§ Extrait de page
---*---
John Dewey écrivait déjà, en 1938, que ce que l’école exigeait des enfants était en si grande rupture avec qui ils sont, sur le plan développemental, que les enseignants devaient avoir recours aux artifices, à la manipulation, aux modes impositifs pour «faire passer» le programme.

Quelques extraits traduits (par moi-même) de Experience and Education,  qui semblent cerner cet écart :

«L’objet de l’éducation consiste en un corpus d’informations et d’habiletés élaborées antérieurement; par conséquent, le travail de l’école est de les transmettre à la nouvelle génération. Par le passé, des normes et règles de conduite ont également été développées; la formation morale consiste à former des habitudes comportementales en conformité avec ces règles et standards. (p.17)

Son objectif est de préparer les jeunes pour des responsabilités futures et une vie réussie, par l’acquisition d’un corpus organisé d’informations et des formes préparées d’habiletés contenus dans le matériel d’instruction.  Puisque ce contenu et les normes de conduite appropriée sont transmis du passé, l’attitude des élèves doit globalement en être une de docilité, de réceptivité et d’obéissance. Les livres, en particuliers les manuels scolaires, sont les représentants principaux de ces traditions et de cette sagesse du passé, et les enseignants sont le médium par lequel les élèves entrent en contact effectif avec ce matériel. Les enseignants sont les agents par lesquels la connaissance et les habiletés sont communiquées et les règles de conduite appliquées. (p.18)

Le schème traditionnel est dans son essence un processus d’imposition du haut et de l’extérieur du sujet. Il impose des normes, des objets de savoir et des méthodes adultes à ceux qui commencent à peine leur long cheminement vers la maturité. L’écart est si grand que les matières scolaires obligatoires, les méthodes d’apprentissage et les façons de se comporter sont étrangères aux capacités existantes des jeunes. Elles sont hors de portée de leur expérience effective. Conséquemment, elles doivent être imposées; bien que les bons enseignants sauront mobiliser des dispositifs pour camoufler cette imposition et afin d’en réduire les aspects brutaux évidents. (p. 19)

Mais le gouffre entre les produits adultes et matures et l’expérience et les habilités des jeunes est si grand que cette situation en elle-même freine la participation active des élèves dans le développement de ce qui est enseigné […] Apprendre, dans ce cas, signifie l’acquisition de ce qui est déjà incorporé aux manuels et dans la tête des aînés. Qui plus est, ce qui est enseigné est conçu comme un produit essentiellement statique. Ce contenu est enseigné comme un produit fini et avec peu d’égard pour les conditions et méthodes de son élaboration originale ou pour les changements qui l’impacteront à l’avenir. Il s’agit en grande partie d’un produit culturel de sociétés qui supposent que l’avenir sera comme le passé, mais qui est pourtant utilisé comme contenu éducatif dans une société où le changement est la règle, pas l’exception. (p.19)»
---*---
§ Consignes de l'exercice
A: D'après l'extrait de page, quelle attitude les élèves doivent-ils avoir dans l'école traditionnelle ? Citez-en tous les traits.
B: Selon l'extrait de page, pourquoi les matières, les méthodes et les façons de se comporter doivent-elles être imposées aux jeunes ? Répondez en une à trois phrases.
Les fiches qui suivent ne servent à rien ici.
---*---
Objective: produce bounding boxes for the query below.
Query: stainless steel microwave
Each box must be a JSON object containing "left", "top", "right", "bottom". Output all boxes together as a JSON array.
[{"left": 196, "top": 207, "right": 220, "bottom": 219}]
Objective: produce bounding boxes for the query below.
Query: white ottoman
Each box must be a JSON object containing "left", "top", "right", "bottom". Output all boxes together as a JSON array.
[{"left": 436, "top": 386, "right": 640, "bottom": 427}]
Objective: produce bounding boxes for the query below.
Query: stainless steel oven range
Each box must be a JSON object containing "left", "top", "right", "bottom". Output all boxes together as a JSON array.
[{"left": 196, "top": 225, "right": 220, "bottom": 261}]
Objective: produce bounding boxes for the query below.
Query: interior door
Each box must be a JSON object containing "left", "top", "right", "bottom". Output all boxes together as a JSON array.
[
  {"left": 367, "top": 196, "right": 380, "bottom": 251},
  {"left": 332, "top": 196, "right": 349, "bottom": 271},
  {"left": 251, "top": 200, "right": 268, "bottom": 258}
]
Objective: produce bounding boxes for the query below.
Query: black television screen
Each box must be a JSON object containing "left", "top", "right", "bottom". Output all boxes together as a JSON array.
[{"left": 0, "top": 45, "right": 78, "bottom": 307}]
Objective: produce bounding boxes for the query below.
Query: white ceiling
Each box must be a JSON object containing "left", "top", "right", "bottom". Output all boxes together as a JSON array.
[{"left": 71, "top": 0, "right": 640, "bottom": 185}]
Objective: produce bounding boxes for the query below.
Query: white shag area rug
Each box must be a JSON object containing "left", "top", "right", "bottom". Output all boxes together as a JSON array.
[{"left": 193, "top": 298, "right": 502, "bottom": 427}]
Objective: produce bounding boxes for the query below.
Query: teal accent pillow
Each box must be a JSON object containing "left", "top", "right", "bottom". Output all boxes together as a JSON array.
---*---
§ Corrigé des exercices
A: La docilité, la réceptivité et l'obéissance.

B: L'écart entre ce que l'école exige et les jeunes est si grand que ces matières, méthodes et façons de se comporter sont étrangères à leurs capacités existantes. Elles sont hors de portée de leur expérience effective, donc elles doivent être imposées.